───── RECORDS FOR THIS TASK

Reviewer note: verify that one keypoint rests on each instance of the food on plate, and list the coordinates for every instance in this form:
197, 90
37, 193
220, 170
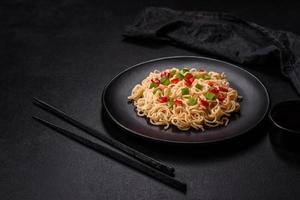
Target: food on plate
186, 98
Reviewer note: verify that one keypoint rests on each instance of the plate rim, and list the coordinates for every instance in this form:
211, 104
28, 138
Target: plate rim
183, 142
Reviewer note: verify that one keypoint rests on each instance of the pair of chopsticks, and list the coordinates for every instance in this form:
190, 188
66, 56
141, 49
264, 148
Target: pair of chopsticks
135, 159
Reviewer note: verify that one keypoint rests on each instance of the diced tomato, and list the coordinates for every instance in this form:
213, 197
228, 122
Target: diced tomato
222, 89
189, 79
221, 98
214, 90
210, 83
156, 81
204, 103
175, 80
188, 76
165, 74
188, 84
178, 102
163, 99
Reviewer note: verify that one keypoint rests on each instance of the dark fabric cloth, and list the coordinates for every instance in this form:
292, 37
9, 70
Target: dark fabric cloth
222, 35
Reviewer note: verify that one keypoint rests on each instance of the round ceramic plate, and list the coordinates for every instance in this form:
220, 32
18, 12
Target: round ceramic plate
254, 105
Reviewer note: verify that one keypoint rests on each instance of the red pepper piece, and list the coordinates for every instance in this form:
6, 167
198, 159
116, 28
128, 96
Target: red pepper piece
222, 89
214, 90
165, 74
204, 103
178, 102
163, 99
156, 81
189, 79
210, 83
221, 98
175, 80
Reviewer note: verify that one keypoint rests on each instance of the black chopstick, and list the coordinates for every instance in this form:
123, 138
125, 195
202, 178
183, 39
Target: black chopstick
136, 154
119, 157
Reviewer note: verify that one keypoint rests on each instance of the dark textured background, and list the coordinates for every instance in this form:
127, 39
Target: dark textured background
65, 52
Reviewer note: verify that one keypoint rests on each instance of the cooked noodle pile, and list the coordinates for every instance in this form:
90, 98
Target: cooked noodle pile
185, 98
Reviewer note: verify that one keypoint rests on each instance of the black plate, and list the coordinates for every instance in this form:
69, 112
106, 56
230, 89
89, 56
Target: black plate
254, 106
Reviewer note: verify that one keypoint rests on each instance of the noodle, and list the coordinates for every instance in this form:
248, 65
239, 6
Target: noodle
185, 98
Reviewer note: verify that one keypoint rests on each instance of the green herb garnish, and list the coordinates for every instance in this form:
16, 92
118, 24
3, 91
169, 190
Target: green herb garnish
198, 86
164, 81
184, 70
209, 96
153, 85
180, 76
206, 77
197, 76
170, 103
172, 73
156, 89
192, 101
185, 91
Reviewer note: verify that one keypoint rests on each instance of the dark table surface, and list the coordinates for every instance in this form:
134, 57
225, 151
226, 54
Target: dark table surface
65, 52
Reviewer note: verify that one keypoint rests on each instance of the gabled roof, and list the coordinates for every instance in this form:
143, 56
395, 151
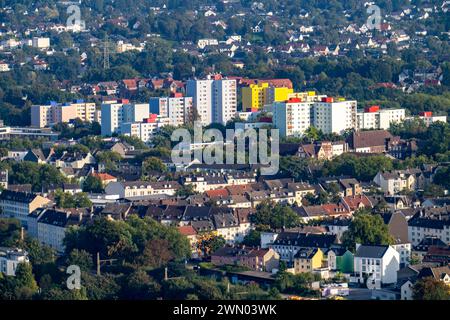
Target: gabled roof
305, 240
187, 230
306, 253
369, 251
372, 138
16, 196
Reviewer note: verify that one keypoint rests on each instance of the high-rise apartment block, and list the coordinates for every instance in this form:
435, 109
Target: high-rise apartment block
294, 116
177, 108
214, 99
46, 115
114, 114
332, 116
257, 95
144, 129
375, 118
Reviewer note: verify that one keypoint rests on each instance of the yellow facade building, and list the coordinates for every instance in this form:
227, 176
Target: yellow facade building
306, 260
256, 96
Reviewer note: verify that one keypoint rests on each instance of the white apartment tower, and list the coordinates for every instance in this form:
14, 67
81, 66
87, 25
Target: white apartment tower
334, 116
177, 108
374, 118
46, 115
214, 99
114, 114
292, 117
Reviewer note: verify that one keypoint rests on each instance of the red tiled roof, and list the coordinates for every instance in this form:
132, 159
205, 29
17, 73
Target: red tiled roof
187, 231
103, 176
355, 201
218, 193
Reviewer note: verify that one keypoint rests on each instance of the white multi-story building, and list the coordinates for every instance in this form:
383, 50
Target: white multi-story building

──────────

### AIM OF THE TASK
Put the lines from the one containing "the white multi-story" through the end of the rows into a numbered list, including both ends and leaving out any blank lines.

### ANSWER TO THIS PROBLEM
1. Reviewer note: verify that one keypoint rests on each instance of the white multi-story building, and list the coordinates for every instance in this form:
2. 383, 50
3. Target: white multi-story building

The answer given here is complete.